Stated goal:
Transcribe all the records with complete accuracy.

=== Material for this task ===

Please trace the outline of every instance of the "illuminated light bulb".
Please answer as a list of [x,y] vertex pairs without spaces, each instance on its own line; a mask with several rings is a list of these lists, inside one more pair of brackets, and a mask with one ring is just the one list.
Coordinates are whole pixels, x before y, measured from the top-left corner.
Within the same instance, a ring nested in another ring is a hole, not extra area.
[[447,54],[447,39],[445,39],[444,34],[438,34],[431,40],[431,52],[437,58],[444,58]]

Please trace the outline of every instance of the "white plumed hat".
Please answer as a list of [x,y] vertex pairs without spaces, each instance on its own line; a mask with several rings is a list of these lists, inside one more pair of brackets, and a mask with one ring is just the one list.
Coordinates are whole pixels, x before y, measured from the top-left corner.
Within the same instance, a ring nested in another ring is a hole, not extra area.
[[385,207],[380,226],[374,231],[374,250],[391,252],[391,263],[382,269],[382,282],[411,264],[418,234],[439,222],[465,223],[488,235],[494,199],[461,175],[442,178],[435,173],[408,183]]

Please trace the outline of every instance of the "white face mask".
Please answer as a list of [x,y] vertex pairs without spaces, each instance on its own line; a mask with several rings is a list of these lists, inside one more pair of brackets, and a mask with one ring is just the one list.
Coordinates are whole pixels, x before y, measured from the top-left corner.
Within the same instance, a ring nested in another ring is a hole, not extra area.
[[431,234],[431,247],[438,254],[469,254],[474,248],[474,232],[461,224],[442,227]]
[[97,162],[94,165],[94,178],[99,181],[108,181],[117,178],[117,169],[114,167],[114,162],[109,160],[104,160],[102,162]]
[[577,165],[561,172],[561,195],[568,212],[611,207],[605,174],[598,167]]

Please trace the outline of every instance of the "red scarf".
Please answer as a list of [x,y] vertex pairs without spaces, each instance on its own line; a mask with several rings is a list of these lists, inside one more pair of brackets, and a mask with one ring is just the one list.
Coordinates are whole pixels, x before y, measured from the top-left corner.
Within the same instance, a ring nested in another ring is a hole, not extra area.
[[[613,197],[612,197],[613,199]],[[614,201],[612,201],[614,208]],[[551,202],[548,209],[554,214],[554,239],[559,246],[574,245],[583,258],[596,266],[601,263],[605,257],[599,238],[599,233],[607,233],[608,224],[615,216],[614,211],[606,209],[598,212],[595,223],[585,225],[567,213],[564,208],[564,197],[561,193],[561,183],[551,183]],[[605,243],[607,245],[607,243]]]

===

Answer to this task:
Please trace the outline of every instance of the "illuminated light bulb".
Please answer as a list of [x,y] vertex pairs without spaces, each instance on its own line; a mask with several rings is a list of these lists, inside one more pair of brackets, and a mask with one ring is just the one list.
Coordinates are whole pixels, x before y, measured from the top-left corner.
Within the same instance, a ring nested in another ring is a hole, not extra area.
[[447,54],[447,39],[445,39],[444,34],[438,34],[431,40],[431,52],[437,58],[444,58]]

Please trace the outline of every instance of the "white plumed hat".
Please answer as a list of [x,y] vertex pairs without spaces, each instance on its own line; a mask with several rings is a list of these lists, inside one more pair of brackets, and a mask with one ring is just the one list.
Coordinates are whole pixels, x before y, measured from the top-left corner.
Within the same instance, a ring nested in another ring is a hole, not extra area.
[[385,207],[380,226],[374,231],[374,250],[391,252],[391,263],[382,269],[382,282],[411,264],[418,234],[439,222],[465,223],[488,235],[494,199],[461,175],[442,178],[435,173],[408,183]]

Please trace the outline of every instance of the "white face mask".
Please answer as a list of [x,y] vertex pairs without spaces, each instance on its own line; a mask with several rings is a list of these lists, inside one more pair of brackets, and a mask with one ring is just the one list.
Coordinates are whole pixels, x before y, measured from the top-left corner.
Within the same instance, a ring nested in another ring is a hole, not extra area.
[[431,234],[431,247],[438,254],[469,254],[474,248],[474,232],[461,224],[442,227]]
[[97,162],[94,165],[94,178],[99,181],[108,181],[117,178],[117,169],[114,167],[114,162],[109,160],[104,160],[102,162]]
[[577,165],[561,172],[561,195],[568,212],[611,207],[605,174],[598,167]]

Please trace the outline of every instance of the "red scarf".
Please answer as a list of [x,y] vertex pairs without spaces, each instance on its own line; a mask with several rings is a list of these lists, inside one more pair of brackets, and a mask with one ring is just the one list.
Coordinates are whole pixels, x before y, measured from the top-left corner.
Within the same instance, a ring nested in another ring is a hole, not extra area.
[[[613,197],[612,197],[613,199]],[[614,201],[612,201],[614,208]],[[551,202],[548,209],[554,214],[554,239],[559,246],[574,245],[583,258],[596,266],[601,263],[605,257],[599,238],[599,233],[607,233],[608,224],[615,216],[614,211],[606,209],[598,212],[595,223],[585,225],[567,213],[564,208],[564,197],[561,193],[561,183],[551,183]],[[605,243],[607,245],[607,243]]]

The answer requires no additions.